BEGIN RECORDS FOR THE TASK

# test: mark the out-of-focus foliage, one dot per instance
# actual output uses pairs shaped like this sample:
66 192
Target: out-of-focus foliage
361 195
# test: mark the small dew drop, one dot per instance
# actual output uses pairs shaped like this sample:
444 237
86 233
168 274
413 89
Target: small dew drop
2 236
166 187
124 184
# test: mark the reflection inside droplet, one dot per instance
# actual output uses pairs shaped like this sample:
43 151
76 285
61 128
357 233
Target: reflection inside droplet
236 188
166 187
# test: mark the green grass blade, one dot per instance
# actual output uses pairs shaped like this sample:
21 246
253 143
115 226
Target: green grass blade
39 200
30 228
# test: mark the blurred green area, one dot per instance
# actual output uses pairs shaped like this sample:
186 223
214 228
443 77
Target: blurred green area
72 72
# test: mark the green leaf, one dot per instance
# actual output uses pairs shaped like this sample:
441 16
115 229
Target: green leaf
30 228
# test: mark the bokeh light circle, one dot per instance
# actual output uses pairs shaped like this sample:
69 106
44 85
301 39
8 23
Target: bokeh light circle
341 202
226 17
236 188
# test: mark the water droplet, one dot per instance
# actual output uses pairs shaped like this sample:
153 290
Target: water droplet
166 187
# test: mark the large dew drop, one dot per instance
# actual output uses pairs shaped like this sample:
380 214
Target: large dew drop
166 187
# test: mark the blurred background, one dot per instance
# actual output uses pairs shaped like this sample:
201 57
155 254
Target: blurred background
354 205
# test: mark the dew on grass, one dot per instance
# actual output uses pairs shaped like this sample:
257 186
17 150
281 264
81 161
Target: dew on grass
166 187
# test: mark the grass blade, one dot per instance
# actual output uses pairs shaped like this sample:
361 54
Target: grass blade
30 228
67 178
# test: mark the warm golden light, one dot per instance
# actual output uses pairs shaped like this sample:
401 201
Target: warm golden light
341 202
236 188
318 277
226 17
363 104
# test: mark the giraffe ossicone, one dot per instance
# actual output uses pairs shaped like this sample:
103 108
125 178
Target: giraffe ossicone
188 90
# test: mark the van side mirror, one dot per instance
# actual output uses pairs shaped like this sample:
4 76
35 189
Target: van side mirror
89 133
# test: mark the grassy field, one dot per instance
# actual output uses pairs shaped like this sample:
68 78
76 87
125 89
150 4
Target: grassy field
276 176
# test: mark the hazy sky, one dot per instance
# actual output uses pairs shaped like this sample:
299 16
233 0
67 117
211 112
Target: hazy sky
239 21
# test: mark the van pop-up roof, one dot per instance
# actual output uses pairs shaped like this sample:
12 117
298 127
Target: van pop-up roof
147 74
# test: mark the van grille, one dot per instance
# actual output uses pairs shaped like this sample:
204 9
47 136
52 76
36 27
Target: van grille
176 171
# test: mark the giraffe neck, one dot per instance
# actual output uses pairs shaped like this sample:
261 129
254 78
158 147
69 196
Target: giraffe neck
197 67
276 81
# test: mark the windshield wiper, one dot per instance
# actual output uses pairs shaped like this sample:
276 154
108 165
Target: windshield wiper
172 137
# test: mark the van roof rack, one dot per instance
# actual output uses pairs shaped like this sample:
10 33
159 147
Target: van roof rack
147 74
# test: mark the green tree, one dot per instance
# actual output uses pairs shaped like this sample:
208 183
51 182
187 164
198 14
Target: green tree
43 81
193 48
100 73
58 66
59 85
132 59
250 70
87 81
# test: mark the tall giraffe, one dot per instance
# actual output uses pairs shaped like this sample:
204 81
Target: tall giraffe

END RECORDS FOR THE TASK

* **WHAT YOU SHOULD DO**:
Repeat exactly the lines starting at the line with "# test: mark the van grille, one" and ending with the final line of the entries. Include nothing else.

* **ANSWER TO THE TASK**:
# test: mark the van grille, one dot per instance
# actual output uses pairs shaped like this sample:
204 9
47 136
52 76
36 27
Target: van grille
176 171
# test: mark the giraffe neck, one dot per instance
# actual output uses pairs shaped like this sample:
261 129
254 78
158 147
69 196
Target: giraffe neck
197 67
276 81
# test: mark the windshield wiper, one dot per instance
# actual output uses pairs shaped like this sample:
276 154
108 165
Target: windshield wiper
172 137
# test: mark the van roof rack, one dot per instance
# actual output uses pairs shaped like this sample:
10 33
159 147
Target: van roof rack
147 74
# test: mark the green tree, one dot per instance
# actual output uses pairs shaped like this sample:
208 183
51 182
187 164
198 14
Target: green tree
43 81
193 48
100 73
58 66
59 85
132 59
250 70
87 81
# test: mark the tall giraffe, one dot per instance
# actual output uses pairs shaped like this sample:
204 81
Target: tall giraffe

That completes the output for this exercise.